**THE EXERCISE:** Find each line in the data below that contains the word "train" and copy those lines out.

**ENTRIES PROVIDED:**
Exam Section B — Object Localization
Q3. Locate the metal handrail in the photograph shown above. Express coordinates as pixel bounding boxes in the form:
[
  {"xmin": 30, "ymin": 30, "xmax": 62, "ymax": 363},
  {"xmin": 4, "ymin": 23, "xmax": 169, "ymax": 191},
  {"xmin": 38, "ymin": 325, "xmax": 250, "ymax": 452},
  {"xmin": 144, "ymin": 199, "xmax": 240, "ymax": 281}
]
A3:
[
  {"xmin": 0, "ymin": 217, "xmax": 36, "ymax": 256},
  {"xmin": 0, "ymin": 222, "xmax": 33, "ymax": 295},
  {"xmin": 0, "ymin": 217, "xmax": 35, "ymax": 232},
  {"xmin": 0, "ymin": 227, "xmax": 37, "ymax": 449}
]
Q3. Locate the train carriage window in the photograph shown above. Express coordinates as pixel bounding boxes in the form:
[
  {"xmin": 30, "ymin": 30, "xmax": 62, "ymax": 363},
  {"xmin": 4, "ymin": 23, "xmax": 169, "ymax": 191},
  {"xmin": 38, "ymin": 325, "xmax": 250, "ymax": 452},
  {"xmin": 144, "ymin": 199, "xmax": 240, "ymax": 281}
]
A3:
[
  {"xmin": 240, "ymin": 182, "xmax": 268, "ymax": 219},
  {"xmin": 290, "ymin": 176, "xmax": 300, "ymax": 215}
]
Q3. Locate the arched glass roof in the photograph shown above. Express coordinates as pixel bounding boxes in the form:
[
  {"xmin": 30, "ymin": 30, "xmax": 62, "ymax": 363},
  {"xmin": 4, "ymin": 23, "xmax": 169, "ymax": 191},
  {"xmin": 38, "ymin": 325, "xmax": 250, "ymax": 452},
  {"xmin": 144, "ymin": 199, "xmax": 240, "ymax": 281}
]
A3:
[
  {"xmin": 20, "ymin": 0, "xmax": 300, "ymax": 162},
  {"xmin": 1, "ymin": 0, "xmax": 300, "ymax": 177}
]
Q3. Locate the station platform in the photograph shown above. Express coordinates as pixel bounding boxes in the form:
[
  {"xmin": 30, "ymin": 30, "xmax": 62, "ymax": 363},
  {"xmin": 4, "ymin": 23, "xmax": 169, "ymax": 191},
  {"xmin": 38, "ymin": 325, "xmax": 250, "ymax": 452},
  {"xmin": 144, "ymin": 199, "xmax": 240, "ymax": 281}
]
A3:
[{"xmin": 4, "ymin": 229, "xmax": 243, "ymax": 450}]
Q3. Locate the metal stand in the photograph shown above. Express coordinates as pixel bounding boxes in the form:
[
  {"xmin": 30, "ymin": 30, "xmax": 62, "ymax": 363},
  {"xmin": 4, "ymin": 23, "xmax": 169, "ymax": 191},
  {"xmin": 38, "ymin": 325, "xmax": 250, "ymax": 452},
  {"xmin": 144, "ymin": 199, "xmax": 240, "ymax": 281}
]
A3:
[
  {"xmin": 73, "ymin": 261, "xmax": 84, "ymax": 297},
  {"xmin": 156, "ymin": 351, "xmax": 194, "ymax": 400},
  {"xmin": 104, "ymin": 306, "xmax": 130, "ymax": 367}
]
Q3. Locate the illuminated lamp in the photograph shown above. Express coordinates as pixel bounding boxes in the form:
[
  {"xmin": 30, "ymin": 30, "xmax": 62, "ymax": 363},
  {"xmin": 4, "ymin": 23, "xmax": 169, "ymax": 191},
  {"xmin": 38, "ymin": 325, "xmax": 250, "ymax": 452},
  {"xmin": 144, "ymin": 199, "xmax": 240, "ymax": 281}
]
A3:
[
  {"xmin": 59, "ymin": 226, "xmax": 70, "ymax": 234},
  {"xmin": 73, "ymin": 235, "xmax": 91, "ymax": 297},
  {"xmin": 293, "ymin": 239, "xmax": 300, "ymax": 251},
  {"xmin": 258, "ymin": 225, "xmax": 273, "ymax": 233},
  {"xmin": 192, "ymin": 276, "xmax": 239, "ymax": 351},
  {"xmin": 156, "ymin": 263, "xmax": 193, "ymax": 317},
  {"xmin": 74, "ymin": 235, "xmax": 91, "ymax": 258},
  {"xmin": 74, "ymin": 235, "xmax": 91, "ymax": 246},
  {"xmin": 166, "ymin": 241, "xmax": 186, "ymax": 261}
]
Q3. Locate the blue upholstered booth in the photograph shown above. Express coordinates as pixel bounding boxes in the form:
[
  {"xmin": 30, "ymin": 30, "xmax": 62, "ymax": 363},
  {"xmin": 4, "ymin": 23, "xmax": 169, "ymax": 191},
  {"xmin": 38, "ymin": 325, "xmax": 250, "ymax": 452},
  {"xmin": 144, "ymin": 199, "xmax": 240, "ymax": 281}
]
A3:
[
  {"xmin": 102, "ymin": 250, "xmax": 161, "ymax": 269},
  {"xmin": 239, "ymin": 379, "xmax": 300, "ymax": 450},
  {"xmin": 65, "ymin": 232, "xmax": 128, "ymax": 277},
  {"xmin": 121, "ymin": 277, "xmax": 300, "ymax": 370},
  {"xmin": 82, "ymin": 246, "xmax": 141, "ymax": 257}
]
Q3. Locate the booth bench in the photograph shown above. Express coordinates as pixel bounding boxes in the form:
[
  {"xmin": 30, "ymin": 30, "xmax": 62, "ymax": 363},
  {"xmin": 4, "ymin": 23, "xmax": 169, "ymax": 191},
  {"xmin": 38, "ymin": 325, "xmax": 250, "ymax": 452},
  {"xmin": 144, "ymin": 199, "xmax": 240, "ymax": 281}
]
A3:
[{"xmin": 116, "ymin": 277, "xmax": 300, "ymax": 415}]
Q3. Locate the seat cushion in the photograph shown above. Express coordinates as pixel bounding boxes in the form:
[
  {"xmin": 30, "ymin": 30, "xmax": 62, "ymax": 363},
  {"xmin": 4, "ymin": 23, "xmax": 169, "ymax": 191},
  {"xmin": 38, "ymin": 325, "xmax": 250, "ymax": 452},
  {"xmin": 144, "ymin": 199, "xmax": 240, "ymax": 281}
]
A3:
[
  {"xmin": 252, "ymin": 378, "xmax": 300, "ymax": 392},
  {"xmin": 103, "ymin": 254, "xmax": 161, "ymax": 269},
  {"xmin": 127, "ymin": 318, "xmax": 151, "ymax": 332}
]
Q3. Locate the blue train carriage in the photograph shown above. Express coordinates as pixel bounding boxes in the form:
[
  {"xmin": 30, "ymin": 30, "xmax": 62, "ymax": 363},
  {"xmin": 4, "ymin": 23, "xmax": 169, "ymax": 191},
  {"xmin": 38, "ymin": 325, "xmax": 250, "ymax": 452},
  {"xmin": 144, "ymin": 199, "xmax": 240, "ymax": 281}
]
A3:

**FINISHED TASK:**
Q3. Locate the train carriage window in the photograph shown above. Express coordinates as pixel bounding boxes in the form:
Q3. Locate the blue train carriage in the photograph shown above. Express coordinates as pixel bounding boxes in the form:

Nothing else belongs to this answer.